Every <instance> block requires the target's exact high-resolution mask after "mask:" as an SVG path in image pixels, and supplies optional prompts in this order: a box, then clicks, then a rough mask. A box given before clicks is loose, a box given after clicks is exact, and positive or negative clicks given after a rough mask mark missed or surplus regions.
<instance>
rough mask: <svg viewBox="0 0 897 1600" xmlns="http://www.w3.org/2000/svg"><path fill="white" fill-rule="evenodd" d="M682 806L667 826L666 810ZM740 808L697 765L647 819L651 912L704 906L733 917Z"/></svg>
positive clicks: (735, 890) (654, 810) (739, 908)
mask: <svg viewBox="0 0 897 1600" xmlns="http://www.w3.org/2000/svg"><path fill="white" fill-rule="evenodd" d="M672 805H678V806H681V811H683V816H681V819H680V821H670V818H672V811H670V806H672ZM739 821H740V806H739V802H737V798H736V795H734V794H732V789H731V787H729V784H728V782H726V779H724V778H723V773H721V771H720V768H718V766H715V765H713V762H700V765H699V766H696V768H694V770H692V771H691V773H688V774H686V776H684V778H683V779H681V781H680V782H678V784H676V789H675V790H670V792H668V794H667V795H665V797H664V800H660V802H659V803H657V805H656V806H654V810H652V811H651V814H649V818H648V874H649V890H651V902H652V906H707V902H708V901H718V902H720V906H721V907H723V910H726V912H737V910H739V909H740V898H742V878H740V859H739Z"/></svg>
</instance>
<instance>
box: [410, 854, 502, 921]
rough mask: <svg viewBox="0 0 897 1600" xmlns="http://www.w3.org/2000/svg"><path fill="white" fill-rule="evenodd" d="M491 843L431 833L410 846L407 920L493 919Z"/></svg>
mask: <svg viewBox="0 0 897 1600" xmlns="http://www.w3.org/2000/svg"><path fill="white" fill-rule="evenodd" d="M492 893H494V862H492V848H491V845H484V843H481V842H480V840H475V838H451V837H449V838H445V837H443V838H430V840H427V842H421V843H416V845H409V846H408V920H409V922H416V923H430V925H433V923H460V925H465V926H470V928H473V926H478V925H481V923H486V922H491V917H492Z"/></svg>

課題:
「</instance>」を含む行から「843L431 833L410 846L407」を含む行まで（両端を含む）を、「rough mask」を「approximate mask」に置き換えて書き直してください。それ以外の箇所は一切変更しないでください。

解答:
</instance>
<instance>
box: [410, 854, 502, 921]
approximate mask: <svg viewBox="0 0 897 1600" xmlns="http://www.w3.org/2000/svg"><path fill="white" fill-rule="evenodd" d="M491 843L431 833L410 846L407 920L493 919Z"/></svg>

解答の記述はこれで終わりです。